Excerpts from a dataset
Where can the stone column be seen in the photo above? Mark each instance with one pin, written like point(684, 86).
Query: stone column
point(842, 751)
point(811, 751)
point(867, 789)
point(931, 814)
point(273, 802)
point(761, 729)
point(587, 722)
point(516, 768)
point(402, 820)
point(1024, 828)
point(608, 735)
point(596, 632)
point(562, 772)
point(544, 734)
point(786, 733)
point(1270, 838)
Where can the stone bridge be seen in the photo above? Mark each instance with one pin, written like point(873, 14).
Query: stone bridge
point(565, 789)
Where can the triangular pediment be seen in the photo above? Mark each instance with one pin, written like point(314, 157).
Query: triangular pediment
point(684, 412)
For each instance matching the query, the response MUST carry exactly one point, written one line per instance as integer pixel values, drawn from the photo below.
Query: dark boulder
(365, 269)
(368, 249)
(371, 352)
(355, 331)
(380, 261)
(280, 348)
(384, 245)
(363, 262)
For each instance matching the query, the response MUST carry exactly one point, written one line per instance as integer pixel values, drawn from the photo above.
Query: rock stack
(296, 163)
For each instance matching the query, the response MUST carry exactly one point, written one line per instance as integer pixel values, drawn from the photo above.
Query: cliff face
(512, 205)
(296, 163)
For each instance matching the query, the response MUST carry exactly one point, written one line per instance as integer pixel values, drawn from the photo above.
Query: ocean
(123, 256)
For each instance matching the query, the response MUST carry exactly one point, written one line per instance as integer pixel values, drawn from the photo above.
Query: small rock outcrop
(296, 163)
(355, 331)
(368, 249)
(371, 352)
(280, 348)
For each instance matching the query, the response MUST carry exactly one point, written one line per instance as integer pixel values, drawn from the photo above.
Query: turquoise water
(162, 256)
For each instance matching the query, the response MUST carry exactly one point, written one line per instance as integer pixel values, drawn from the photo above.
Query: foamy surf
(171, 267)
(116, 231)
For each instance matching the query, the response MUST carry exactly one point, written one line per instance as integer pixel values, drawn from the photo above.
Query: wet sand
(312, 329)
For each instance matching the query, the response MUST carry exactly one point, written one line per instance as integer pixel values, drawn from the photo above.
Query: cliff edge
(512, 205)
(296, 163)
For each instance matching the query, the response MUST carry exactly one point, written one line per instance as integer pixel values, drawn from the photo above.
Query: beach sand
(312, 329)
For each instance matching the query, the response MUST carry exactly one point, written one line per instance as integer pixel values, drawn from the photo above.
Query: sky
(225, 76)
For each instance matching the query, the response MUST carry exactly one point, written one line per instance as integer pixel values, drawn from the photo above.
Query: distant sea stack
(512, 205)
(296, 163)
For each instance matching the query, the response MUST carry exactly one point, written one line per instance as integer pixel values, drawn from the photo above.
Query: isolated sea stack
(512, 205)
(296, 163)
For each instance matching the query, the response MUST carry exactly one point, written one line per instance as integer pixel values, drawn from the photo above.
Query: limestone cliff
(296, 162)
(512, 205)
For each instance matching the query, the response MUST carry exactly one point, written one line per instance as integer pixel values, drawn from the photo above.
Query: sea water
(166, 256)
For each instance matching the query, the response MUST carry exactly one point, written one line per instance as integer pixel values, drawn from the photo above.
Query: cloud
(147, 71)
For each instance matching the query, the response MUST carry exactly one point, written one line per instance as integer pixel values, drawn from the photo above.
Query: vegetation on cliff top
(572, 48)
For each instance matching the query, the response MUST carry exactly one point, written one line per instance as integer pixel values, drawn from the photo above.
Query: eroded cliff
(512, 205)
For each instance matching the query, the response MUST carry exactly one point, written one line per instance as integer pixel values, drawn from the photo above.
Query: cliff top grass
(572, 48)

Exercise prompt: Through the last line of the entries above, beginning at the line containing "Query: eroded cliff", transcribe each line exactly, both ends included and nothing more.

Response box:
Query: eroded cliff
(512, 205)
For each instance matching the query, the response MUST carry exactly one point, written one line per instance as integer pixel values, drawn from the photo above.
Query: cliff top grass
(572, 48)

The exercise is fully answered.